*WHAT IS BEING ASKED*. Please rewrite the lines of the listing below, starting with the line with "Every instance of the window" and going on through the line with "pixel 125 123", swapping "earns a single dot" for "receives one dot" and leaving everything else unchanged. Give only those lines.
[Start of RECORDS TO PROCESS]
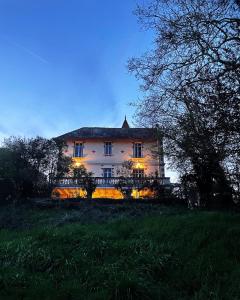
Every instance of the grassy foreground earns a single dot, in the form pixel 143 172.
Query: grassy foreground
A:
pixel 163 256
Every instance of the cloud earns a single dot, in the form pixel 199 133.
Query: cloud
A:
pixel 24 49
[End of RECORDS TO PROCESS]
[Start of RECORDS TO PROCESS]
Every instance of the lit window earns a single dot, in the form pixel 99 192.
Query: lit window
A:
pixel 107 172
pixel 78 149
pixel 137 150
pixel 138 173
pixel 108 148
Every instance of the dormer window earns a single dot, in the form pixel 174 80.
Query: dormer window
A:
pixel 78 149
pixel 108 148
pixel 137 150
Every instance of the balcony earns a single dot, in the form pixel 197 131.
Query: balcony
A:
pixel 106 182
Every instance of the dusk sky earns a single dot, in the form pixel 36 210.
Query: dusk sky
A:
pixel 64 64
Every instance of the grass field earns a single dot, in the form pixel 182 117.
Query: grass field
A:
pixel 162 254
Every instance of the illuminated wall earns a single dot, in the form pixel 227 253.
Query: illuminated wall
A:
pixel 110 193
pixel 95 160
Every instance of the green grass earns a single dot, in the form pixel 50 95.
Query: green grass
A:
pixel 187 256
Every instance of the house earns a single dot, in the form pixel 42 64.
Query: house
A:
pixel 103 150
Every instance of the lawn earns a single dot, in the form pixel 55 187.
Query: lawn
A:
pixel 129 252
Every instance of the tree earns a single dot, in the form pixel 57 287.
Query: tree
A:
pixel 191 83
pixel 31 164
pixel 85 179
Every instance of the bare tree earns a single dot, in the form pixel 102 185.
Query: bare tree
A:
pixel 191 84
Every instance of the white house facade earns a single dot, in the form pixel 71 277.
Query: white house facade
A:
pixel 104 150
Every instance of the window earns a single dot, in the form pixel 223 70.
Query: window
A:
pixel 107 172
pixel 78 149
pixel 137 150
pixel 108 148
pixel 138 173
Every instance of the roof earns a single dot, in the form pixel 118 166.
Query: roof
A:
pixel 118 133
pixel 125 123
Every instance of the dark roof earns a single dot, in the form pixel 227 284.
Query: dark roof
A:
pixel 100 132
[End of RECORDS TO PROCESS]
[Start of RECORDS TO PROCESS]
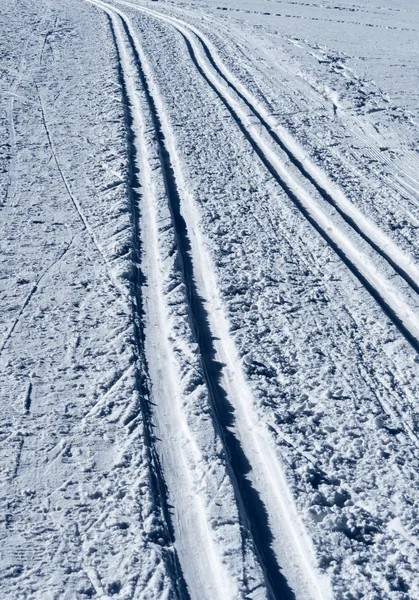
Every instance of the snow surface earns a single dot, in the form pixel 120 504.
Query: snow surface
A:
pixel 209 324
[End of RECORDS TO PROCESS]
*TASK SOLUTION*.
Every instance of the window receives one dot, in the form pixel 223 70.
Query: window
A:
pixel 107 172
pixel 78 149
pixel 137 150
pixel 108 148
pixel 138 173
Every instance of the roof receives one dot, in the form pixel 118 166.
Query: roof
A:
pixel 118 133
pixel 125 123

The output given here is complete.